--- BEGIN Page text ---

Protection of Red Cross/Red Crescent Emblem and Name on the Internet

One of many controversies surrounding the introduction of new domain names is the special protection given, though a moratorium, to the Red Cross and Red Crescent Movement (RCRC) and International Olympic Committee (IOC).1 Although the RCRC and the IOC are discussed together, they are very different. Substantively speaking, ICANN’s decision to protect the RCRC brand has a solid legal and humanitarian basis. Here, I won’t discuss the procedural aspect of ICANN’s decision to give the RCRC special status, which has been criticised by many as a procedural exception that may inspire similar requests by other international entities.

The RCRC brand is one of the most important global brands, usually compared in its worldwide value to Coca Cola. It consists of emblems (a red cross, a red crescent and a diamond-shaped red crystal) and the names ‘red cross’ and ‘red crescent’ which are protected by international law. The protection of the RCRC emblems and names is an international obligation of all states party to the First Geneva Convention (articles 53 and 54).2 In accordance with the Convention, both the emblems and their names are protected everywhere in the world by national law and in most countries it is an offence to use them without permission. If this is not the case, the States must ‘take measures necessary for the prevention and repression, at all times’.3

The rules of protecting the RCRC brand, drafted a long time before the Internet, apply to the Internet as well. Internet fraud regarding the Red Cross name is real and directly affects people in need of help. Almost every newsworthy disaster is now followed quickly by Internet fraud. There are many examples. Recent ones include the tsunamis of 2004, Hurricane Katrina in the USA,4 the Sichuan earthquake in China, the Haiti earthquake,5 bushfires in Australia in 2010, and the Christchurch earthquake in New Zealand.

--- END Page text ---

== Problem 1 ==
Using the Red Cross emblem text, explain in one to three sentences why ICANN's decision to protect the RCRC brand has a solid legal basis.
== Problem 2 ==
Reproduce the Red Cross emblem text between "Protection of Red" and "other international entities.", inclusive.
== Problem 3 ==
According to the Red Cross emblem text, which articles of the First Geneva Convention make protecting the RCRC emblems and names an obligation of the states party to it?

--- BEGIN Material ---

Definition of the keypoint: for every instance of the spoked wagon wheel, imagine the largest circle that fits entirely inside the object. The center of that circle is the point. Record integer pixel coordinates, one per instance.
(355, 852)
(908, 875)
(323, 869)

--- END Material ---

== Problem solution 1 ==
The RCRC emblems and the names "red cross" and "red crescent" are protected by international law. All states party to the First Geneva Convention must protect them, and both the emblems and the names are protected everywhere in the world by national law. The text adds that these rules, though drafted long before the Internet, apply to the Internet as well.

== Problem solution 2 ==
Protection of Red Cross/Red Crescent Emblem and Name on the Internet

One of many controversies surrounding the introduction of new domain names is the special protection given, though a moratorium, to the Red Cross and Red Crescent Movement (RCRC) and International Olympic Committee (IOC).1 Although the RCRC and the IOC are discussed together, they are very different. Substantively speaking, ICANN’s decision to protect the RCRC brand has a solid legal and humanitarian basis. Here, I won’t discuss the procedural aspect of ICANN’s decision to give the RCRC special status, which has been criticised by many as a procedural exception that may inspire similar requests by other international entities.

== Problem solution 3 ==
Articles 53 and 54.